* _EJERCICIO 1_:
Actualiza el extracto del documento desde "El año de la" hasta "abundancia de bien." y reprodúcelo con "penitente" en lugar de "pecador".

* _EXTRACTO DEL DOCUMENTO_:

El año de la misericordia que estamos viviendo nos invita a rechazar todo afán negativo ante el pecador; todo lo contrario, a acogerle siempre, pues como enseña en Catecismo de la Iglesia Católica “el sacerdote es el signo y el instrumento del amor misericordioso de Dios con el pecador” (n. 1465). Ni siquiera con aquellos que parecen rechazar al Señor y llevan a cabo acciones nefandas y, con frecuencia, blasfemas nos vamos a mostrar iracundos. Eso sí, denunciaremos esos actos como contrarios a la libertad, a la vez que haremos actos de desagravios porque sabemos que el mal se vence con abundancia de bien.
Hay todavía en el texto evangélico otros tres protagonistas. El primero quiere seguir a Jesús obviando las exigencias, y recibe una respuesta clara “el Hijo del Hombre no tiene donde reclinar la cabeza” (Lc 9,58). Nuestro Señor no ofrece seguridad o bienestar; nosotros no vamos a seguirle para ganar dinero ni para conseguir poder. Ser sacerdote es toda una aventura que nos aleja de toda comodidad, de todo aburguesamiento; estaremos “como de camino”, desprendidos de todo apego humano. El desprendimiento ha de ser radical: no tener nada como propio, no buscar prebendas ni honores. “Es preciso dejar un amado por otro, porque Jesús exige ser amado Él solo sobre todas las cosas. El amor de las criaturas es falaz e inestable; el amor de Jesús, en cambio, es fiel y permanente. El que se adhiere a una criatura caerá con ella, pues es caediza; el que se abraza a Jesús perseverará firme hasta el fin” (Tomás H. de Kempis, Imitación de Cristo, Libro II, cap. 7 nº 2-3).

* _DATOS PROPORCIONADOS_:
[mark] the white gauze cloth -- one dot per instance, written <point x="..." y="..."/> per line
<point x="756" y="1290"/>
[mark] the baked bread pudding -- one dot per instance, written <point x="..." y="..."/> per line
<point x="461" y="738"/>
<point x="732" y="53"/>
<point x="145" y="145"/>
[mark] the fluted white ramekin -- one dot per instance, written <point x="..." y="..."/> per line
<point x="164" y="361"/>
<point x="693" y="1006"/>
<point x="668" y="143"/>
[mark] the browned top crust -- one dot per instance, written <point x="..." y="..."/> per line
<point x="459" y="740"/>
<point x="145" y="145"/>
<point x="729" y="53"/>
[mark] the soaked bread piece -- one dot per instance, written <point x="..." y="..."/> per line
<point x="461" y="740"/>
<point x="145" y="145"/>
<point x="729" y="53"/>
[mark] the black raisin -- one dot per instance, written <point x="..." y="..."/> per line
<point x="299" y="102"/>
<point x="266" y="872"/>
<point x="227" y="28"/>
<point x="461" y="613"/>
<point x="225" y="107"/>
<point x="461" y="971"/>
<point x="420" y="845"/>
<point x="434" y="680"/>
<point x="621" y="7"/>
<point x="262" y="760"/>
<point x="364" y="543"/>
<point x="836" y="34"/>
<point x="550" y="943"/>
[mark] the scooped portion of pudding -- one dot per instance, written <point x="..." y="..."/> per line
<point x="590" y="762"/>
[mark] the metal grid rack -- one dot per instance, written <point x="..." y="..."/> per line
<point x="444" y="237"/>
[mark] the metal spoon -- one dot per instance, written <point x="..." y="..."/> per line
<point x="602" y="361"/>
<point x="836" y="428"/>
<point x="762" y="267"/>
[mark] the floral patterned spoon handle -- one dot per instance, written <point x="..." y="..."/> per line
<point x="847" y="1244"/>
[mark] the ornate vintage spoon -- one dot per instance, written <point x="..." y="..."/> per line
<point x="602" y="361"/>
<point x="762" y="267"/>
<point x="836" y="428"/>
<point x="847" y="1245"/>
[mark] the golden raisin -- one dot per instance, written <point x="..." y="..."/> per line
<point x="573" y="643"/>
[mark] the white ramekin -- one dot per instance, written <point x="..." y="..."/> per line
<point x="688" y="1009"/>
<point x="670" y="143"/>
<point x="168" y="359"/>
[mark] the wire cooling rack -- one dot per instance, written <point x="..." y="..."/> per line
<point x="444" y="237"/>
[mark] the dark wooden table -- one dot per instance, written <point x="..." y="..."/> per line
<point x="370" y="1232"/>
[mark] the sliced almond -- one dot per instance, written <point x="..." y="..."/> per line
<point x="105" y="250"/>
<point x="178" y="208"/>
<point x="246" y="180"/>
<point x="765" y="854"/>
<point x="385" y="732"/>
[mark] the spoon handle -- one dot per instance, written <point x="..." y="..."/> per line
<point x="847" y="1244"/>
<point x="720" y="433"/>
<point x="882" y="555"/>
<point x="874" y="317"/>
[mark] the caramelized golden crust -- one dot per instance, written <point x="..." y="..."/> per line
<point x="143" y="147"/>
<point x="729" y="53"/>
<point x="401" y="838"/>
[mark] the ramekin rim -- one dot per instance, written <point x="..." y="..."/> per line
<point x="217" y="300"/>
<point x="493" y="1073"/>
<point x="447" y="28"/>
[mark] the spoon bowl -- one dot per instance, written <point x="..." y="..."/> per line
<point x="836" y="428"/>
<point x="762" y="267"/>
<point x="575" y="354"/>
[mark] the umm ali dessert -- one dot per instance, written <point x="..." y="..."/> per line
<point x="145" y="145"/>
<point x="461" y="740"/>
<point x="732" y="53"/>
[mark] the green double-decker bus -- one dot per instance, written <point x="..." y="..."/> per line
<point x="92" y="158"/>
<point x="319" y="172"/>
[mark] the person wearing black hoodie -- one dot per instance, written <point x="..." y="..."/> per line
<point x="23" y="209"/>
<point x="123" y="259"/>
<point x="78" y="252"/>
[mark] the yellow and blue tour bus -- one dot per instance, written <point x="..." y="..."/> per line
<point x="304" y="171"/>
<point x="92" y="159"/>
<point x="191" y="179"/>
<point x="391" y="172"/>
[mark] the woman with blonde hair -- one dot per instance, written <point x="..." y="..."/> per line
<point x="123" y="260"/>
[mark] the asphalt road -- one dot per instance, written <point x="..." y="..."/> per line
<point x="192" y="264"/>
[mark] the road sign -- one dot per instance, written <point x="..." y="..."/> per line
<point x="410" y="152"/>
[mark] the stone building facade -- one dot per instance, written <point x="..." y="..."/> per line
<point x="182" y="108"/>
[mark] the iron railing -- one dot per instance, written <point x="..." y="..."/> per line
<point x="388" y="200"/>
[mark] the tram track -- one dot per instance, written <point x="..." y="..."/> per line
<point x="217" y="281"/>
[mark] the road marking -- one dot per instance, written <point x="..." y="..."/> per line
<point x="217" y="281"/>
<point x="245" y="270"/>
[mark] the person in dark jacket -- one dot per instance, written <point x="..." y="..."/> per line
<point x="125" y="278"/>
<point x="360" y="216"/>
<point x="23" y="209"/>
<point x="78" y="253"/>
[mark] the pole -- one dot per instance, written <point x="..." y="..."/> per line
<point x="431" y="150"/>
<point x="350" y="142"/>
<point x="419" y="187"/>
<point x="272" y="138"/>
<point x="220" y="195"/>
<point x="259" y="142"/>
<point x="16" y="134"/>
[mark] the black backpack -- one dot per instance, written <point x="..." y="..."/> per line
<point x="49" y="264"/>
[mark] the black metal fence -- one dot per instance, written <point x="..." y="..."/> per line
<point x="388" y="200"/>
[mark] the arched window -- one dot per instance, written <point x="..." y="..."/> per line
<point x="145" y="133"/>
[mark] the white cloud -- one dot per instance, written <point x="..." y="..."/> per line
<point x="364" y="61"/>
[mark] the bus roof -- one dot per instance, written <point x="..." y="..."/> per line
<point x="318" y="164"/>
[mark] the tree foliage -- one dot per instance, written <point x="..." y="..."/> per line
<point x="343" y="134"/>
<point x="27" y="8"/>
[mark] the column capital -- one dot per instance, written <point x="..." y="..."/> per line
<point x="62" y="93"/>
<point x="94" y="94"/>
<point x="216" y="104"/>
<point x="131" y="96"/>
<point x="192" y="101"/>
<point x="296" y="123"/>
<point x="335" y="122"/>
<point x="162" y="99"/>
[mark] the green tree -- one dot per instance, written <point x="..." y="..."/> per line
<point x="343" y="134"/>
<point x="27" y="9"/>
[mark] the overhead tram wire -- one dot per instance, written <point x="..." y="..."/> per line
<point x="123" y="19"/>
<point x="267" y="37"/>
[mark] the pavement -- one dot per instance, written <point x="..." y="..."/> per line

* _EJERCICIO 2_:
Filtra los registros y copia cada línea que contenga la cadena "tree". Se distinguen mayúsculas y minúsculas.

* _RESPUESTA 1_:
El año de la misericordia que estamos viviendo nos invita a rechazar todo afán negativo ante el penitente; todo lo contrario, a acogerle siempre, pues como enseña en Catecismo de la Iglesia Católica “el sacerdote es el signo y el instrumento del amor misericordioso de Dios con el penitente” (n. 1465). Ni siquiera con aquellos que parecen rechazar al Señor y llevan a cabo acciones nefandas y, con frecuencia, blasfemas nos vamos a mostrar iracundos. Eso sí, denunciaremos esos actos como contrarios a la libertad, a la vez que haremos actos de desagravios porque sabemos que el mal se vence con abundancia de bien.

* _RESPUESTA 2_:
[mark] the tree foliage -- one dot per instance, written <point x="..." y="..."/> per line
[mark] the green tree -- one dot per instance, written <point x="..." y="..."/> per line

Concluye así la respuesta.